* **ACTIVITY**
Each line from the beginning of the entries below through the line that includes "Target: condensation on glass" must be returned exactly as given.

* **DATASET CONTENT**

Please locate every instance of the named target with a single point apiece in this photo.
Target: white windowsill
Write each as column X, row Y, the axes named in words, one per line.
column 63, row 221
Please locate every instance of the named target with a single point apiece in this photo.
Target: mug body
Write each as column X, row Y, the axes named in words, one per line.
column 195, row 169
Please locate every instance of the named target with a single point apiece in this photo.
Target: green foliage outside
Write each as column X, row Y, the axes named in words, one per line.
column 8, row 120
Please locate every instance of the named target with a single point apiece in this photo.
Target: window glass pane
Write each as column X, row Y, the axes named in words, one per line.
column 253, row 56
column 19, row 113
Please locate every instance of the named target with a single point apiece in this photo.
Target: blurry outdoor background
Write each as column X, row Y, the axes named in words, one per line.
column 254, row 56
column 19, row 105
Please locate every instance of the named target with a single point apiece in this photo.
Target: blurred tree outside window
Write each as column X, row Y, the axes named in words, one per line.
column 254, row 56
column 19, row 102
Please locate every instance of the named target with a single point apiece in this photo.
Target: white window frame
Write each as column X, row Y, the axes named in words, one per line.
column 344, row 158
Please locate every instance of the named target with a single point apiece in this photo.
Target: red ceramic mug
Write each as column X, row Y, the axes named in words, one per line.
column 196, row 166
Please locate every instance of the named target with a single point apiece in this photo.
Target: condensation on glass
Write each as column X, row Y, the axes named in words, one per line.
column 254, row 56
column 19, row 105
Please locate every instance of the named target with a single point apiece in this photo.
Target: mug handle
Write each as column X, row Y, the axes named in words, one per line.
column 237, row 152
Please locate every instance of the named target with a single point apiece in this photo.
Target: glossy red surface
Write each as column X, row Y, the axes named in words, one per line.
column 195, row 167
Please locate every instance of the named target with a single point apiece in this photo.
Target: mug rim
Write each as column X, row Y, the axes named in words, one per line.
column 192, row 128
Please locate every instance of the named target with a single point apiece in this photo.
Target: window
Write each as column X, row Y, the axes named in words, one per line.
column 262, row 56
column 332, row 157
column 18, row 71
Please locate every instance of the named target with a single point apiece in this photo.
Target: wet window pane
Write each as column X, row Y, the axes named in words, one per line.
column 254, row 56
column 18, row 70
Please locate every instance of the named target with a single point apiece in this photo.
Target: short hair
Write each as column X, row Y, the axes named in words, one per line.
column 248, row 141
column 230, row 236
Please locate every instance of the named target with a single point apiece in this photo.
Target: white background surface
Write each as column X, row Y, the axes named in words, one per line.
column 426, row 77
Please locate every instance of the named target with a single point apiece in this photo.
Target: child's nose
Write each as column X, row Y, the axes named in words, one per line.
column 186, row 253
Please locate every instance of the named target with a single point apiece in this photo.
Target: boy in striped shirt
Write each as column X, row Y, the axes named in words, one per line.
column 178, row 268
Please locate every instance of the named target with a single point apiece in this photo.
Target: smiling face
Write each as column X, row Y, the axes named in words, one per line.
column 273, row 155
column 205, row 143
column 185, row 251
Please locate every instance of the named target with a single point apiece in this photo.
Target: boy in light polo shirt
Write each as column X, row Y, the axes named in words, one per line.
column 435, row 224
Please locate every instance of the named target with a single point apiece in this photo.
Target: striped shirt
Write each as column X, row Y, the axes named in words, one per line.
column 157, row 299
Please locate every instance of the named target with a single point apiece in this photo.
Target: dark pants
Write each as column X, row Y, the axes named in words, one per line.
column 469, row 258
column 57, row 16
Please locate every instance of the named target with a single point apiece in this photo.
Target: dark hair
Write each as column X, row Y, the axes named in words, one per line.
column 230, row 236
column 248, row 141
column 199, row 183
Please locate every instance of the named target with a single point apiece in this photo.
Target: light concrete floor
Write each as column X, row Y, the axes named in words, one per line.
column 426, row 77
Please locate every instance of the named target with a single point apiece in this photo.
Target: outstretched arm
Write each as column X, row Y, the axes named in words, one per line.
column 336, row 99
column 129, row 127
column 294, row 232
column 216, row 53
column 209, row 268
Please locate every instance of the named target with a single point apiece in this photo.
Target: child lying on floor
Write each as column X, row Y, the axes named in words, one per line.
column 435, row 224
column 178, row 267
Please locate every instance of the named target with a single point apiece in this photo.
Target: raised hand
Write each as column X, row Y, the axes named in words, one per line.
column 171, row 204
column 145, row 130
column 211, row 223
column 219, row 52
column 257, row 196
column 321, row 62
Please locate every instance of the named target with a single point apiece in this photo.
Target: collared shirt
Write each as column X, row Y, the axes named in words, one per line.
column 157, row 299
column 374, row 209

* **TASK SOLUTION**
Please locate every instance of the named target with a single point apiece in this photo.
Target: white windowsill
Write each as column X, row Y, the axes named in words, one per line.
column 63, row 221
Please locate every instance of the named target with a single point apiece in this photo.
Target: mug body
Write each as column X, row Y, the axes named in words, one per line.
column 195, row 169
Please locate every instance of the named target with a single point apiece in this photo.
Target: green foliage outside
Write each as column X, row Y, the axes named in words, one per line.
column 8, row 120
Please locate every instance of the named target with a single point apiece in this photo.
Target: window glass pane
Write each as column X, row Y, the axes named in words, one per line.
column 253, row 56
column 19, row 113
Please locate every instance of the named target with a single point apiece in this photo.
Target: blurry outdoor background
Write each as column X, row Y, the axes named in words, one per line.
column 254, row 56
column 19, row 105
Please locate every instance of the named target with a single point apiece in this photo.
Target: blurred tree outside window
Write each as column X, row Y, the axes named in words, one per line.
column 254, row 56
column 19, row 102
Please locate every instance of the named target with a single point apiece in this photo.
Target: white window frame
Write each as column X, row Y, the axes named in words, one per line.
column 344, row 158
Please locate every instance of the named target with a single point apiece in this photo.
Target: red ceramic mug
Write each as column X, row Y, the axes named in words, one per line.
column 196, row 166
Please locate every instance of the named target with a single point apiece in this photo.
Target: condensation on glass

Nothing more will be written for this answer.